Work instruction =
Which lines below include "face"? Copy them all.

The data =
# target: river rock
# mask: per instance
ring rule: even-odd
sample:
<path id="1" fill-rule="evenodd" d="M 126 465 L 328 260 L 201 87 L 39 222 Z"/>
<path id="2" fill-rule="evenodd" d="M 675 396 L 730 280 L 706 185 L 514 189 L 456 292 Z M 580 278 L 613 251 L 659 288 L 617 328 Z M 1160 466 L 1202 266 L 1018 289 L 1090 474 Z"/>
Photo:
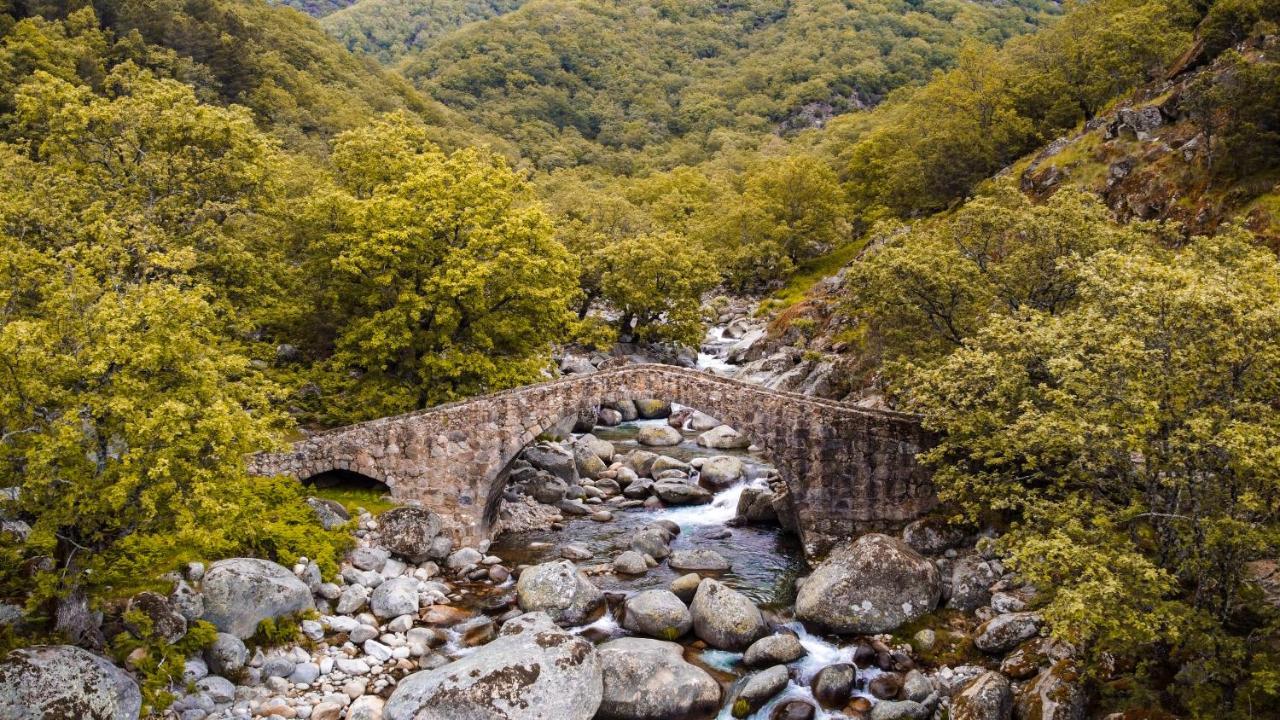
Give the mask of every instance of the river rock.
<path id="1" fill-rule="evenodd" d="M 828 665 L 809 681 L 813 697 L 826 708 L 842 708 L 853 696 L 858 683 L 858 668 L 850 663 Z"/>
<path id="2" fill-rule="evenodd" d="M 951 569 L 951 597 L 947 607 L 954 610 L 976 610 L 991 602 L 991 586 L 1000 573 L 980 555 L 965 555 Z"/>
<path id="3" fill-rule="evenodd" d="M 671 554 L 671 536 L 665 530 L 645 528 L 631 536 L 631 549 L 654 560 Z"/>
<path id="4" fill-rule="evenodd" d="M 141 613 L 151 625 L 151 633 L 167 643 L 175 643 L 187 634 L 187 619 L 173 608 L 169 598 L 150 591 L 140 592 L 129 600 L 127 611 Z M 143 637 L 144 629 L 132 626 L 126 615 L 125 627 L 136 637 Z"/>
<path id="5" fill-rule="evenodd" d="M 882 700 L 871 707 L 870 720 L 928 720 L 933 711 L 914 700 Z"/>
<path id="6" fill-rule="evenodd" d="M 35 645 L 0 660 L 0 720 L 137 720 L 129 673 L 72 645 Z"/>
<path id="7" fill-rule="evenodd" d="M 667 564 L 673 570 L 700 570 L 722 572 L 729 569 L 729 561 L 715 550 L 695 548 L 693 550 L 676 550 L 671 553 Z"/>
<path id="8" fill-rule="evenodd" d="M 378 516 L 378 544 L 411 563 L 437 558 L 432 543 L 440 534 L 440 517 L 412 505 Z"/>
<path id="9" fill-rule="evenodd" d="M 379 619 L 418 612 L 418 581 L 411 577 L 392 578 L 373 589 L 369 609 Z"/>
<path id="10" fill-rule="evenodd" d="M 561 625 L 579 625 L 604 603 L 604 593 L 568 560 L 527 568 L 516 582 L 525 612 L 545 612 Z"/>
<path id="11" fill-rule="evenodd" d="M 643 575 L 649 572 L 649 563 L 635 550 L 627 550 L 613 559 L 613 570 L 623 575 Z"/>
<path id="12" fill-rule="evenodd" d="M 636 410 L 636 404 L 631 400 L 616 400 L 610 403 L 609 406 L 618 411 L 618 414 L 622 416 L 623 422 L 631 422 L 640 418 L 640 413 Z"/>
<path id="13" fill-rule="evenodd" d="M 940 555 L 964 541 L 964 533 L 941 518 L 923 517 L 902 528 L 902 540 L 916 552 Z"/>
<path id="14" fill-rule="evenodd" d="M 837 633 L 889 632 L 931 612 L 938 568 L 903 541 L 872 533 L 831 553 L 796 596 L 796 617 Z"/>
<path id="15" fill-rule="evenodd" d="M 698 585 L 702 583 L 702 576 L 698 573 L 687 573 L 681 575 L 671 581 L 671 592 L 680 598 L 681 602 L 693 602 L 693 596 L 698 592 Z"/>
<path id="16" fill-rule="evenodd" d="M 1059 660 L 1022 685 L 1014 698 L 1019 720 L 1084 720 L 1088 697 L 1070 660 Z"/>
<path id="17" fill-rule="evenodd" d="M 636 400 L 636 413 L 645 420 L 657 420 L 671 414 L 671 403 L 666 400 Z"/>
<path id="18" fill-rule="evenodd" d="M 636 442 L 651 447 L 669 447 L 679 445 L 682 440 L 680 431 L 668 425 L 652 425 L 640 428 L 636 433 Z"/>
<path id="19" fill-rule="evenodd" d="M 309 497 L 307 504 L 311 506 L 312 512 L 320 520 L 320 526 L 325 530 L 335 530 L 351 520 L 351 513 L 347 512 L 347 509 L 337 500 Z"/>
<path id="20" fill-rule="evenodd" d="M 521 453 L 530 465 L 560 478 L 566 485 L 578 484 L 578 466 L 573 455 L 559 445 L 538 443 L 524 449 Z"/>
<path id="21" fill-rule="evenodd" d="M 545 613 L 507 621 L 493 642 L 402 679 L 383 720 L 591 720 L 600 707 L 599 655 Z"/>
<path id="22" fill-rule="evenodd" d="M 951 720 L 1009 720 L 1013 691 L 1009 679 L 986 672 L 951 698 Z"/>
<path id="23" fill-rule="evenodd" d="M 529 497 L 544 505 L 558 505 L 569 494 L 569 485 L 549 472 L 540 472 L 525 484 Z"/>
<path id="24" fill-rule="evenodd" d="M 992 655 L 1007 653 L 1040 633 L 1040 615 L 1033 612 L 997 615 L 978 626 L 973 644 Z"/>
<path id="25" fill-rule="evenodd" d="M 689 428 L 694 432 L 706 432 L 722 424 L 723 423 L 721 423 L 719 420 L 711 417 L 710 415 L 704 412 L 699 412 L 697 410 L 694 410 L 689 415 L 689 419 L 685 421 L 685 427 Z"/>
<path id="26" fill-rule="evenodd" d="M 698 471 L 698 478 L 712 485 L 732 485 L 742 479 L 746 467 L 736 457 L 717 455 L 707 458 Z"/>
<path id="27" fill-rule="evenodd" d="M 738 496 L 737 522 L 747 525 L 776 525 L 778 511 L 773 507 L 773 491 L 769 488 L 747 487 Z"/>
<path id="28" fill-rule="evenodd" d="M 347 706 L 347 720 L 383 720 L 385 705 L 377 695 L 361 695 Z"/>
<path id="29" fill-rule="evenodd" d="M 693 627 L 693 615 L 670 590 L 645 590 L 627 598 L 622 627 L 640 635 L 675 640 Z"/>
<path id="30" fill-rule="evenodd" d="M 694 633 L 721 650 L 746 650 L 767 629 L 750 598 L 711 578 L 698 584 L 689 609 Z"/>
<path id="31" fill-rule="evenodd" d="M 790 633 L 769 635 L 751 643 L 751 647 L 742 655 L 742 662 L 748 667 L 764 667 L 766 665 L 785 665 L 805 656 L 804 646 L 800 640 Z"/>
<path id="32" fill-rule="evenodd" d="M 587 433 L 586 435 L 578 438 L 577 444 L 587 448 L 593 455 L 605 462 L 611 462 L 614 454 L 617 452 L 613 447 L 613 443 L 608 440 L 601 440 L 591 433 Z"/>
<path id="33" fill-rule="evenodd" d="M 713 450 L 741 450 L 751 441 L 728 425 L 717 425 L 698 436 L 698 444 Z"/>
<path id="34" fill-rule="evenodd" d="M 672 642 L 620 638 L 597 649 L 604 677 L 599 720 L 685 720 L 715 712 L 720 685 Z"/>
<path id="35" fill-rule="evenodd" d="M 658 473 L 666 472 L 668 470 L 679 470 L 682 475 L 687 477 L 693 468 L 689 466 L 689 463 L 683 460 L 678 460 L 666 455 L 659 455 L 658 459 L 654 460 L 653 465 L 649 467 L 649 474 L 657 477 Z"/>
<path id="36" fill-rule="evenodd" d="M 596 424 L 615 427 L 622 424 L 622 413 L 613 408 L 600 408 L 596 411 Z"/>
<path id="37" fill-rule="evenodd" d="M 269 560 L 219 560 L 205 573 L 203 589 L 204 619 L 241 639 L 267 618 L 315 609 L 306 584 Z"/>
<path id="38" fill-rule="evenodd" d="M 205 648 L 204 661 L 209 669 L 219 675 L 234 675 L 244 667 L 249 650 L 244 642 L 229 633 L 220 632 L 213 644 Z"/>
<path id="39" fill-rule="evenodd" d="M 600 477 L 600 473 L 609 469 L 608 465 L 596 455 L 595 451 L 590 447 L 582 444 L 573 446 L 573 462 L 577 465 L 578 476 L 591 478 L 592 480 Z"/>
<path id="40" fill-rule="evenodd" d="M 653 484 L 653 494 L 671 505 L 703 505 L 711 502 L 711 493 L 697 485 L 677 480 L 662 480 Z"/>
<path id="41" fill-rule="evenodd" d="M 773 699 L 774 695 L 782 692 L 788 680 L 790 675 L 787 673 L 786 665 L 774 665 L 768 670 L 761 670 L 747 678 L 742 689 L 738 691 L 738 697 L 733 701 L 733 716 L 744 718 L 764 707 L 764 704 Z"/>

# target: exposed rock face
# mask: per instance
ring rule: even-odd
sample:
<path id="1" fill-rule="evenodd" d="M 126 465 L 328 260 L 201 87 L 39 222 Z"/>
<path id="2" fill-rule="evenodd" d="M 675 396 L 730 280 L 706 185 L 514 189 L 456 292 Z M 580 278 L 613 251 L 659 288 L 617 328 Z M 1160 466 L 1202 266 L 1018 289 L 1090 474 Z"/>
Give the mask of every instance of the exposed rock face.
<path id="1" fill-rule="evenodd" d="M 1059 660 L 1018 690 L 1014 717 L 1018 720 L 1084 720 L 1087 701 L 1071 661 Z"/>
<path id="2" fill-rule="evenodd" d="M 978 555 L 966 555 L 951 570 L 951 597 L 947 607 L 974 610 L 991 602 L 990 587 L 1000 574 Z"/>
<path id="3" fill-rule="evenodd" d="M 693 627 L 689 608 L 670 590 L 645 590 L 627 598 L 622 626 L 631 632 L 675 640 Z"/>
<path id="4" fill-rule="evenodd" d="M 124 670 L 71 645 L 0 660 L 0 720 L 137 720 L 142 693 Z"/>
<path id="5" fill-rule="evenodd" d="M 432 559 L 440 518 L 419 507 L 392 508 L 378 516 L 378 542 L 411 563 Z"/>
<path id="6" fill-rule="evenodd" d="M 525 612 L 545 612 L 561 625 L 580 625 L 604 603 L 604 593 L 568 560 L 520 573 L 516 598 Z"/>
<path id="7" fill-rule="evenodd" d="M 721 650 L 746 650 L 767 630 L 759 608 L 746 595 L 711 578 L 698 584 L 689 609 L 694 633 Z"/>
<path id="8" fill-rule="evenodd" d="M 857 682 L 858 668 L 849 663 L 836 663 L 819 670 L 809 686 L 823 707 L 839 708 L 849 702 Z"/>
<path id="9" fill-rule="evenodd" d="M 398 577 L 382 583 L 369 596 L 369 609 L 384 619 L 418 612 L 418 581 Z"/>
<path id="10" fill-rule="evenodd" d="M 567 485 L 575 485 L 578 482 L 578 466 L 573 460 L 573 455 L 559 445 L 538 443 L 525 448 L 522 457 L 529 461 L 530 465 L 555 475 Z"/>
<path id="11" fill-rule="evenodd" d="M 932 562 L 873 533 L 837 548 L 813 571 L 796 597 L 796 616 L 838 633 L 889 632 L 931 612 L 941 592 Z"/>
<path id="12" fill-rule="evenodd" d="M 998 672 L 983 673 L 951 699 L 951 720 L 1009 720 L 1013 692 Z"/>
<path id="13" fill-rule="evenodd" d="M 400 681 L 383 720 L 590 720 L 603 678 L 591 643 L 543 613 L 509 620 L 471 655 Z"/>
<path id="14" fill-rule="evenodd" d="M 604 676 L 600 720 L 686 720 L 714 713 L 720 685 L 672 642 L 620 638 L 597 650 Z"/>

Result of this exercise =
# target: exposed rock face
Give the mask of every instance of the exposed rock face.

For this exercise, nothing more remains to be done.